- Supplied material -
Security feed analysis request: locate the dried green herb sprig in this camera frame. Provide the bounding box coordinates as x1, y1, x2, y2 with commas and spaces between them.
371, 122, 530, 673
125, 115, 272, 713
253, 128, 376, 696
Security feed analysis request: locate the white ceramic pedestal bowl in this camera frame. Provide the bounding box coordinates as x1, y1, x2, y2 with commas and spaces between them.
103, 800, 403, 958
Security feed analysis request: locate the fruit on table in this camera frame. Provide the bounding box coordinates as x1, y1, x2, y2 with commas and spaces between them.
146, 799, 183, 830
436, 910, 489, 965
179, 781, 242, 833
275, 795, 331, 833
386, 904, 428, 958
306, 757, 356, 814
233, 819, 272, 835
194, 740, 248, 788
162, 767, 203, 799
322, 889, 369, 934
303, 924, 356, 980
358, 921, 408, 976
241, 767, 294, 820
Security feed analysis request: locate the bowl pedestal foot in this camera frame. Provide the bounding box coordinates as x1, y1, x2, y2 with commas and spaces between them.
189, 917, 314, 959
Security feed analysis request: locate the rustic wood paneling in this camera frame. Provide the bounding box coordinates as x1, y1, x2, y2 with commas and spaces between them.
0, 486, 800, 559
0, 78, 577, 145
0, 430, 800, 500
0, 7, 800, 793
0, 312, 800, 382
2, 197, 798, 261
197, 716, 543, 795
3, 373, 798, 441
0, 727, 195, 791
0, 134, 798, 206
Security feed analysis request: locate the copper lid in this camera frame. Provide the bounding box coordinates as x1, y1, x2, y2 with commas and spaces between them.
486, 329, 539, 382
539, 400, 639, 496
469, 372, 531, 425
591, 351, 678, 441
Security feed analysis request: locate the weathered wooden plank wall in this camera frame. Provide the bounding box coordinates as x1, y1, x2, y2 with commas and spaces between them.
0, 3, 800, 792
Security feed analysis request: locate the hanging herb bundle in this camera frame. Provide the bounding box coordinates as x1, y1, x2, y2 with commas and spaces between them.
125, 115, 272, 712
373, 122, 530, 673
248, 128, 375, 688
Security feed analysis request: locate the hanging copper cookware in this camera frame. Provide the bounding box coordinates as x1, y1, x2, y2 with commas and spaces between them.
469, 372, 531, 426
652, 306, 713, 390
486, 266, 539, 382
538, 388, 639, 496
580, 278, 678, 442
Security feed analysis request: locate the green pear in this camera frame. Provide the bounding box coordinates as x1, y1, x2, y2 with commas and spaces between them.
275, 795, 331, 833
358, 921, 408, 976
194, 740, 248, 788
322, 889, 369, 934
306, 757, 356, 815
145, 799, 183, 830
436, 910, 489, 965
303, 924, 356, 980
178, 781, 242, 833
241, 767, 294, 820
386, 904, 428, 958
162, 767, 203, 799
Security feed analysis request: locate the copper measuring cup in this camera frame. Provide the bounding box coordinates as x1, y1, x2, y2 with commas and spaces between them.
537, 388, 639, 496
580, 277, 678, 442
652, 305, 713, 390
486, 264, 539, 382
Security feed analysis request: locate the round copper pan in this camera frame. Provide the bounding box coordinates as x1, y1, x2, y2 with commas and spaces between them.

- Aim of the exercise -
Copy every line from the one containing "Security feed analysis request: locate the green" through the final line, both included, keeping the requests and shifting each bounding box coordinate up by 134.

- Answer -
Security feed analysis request: locate the green pear in this camera frame. Provide the bounding box coordinates as x1, y1, x2, y2 with commas and spaces between them.
409, 929, 465, 967
492, 1055, 542, 1110
328, 874, 382, 922
456, 1023, 503, 1068
440, 891, 490, 949
279, 933, 317, 964
570, 1044, 623, 1099
437, 1058, 490, 1114
312, 915, 376, 967
375, 901, 428, 954
520, 1038, 562, 1092
296, 901, 337, 933
Security feed analysis request: locate the copper measuring cup in this camera frame. Provide the bounding box coordinates as x1, y1, x2, y2 with commas and spaces between them.
671, 522, 773, 630
714, 411, 812, 576
786, 439, 847, 524
620, 398, 673, 516
Security feed analysis request: locate the round copper pan in this camera frame. Provide the bounding box coordinates as x1, y1, x2, y2 with commas and spaces between them.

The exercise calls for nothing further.